An Introduction to Profitability Indicators
Would you like to know how you could strengthen your research on potential investments? Getting data (Profitability Indicators) that really makes a difference in assessing an investment could easily raise your investment profits.
The good news is that there’s never been more information available to the armchair investor. The challenge is trying to understand all the financial terms and what they mean.
Profitability indicators are a set of numbers that all investors should understand. These values provide a lot of insight into the performance of the company in question.
There are several profitability indicators. We’re going to examine the most important metrics that can greatly enhance your ability to research equity investments.
Much of the information that you need can be found in a company’s income statement. It’s a great idea to take time to understand every component of that important financial document.
There are four types of profit margins. All of these are the amount of profit as a percentage of net sales. The only difference between the four is the profit value used.

:: Requirements ::
a) Copy from the profitability indicators passage the words between "The good news" and "important financial document.", inclusive, keeping them identical.
b) Decide whether each statement agrees with the profitability indicators passage, answering yes or no and quoting the deciding words: (i) There are four types of profit margins. (ii) Most of the information an investor needs is found in a company's balance sheet. (iii) Profit margins express profit as a percentage of net sales.
c) According to the profitability indicators passage, what is the only difference between the four types of profit margins?

:: Dataset rows ::

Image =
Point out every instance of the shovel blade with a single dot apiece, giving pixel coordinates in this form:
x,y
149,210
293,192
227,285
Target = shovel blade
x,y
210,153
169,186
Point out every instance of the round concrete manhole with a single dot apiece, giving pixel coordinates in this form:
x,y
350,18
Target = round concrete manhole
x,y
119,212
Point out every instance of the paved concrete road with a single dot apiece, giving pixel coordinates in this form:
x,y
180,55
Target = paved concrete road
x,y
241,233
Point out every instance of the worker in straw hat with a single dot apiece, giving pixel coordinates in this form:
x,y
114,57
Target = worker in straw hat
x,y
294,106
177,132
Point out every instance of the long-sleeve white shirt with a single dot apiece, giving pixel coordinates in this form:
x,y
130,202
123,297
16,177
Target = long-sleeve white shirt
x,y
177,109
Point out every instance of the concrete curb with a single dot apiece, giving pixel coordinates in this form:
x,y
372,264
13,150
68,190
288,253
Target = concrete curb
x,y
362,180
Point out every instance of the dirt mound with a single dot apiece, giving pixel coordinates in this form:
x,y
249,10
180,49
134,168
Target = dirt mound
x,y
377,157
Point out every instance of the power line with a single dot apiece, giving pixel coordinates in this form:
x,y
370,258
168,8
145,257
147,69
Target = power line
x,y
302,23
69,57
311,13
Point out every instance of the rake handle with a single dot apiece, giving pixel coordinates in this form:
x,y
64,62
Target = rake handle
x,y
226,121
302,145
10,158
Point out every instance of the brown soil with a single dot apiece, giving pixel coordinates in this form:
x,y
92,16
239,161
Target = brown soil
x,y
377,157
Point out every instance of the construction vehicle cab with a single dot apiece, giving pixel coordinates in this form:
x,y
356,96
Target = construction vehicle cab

:: Results by task ::
a)
The good news is that there’s never been more information available to the armchair investor. The challenge is trying to understand all the financial terms and what they mean.
Profitability indicators are a set of numbers that all investors should understand. These values provide a lot of insight into the performance of the company in question.
There are several profitability indicators. We’re going to examine the most important metrics that can greatly enhance your ability to research equity investments.
Much of the information that you need can be found in a company’s income statement. It’s a great idea to take time to understand every component of that important financial document.

b)
(i) Yes: "There are four types of profit margins."
(ii) No: "Much of the information that you need can be found in a company’s income statement."
(iii) Yes: "All of these are the amount of profit as a percentage of net sales."

c) The profit value used.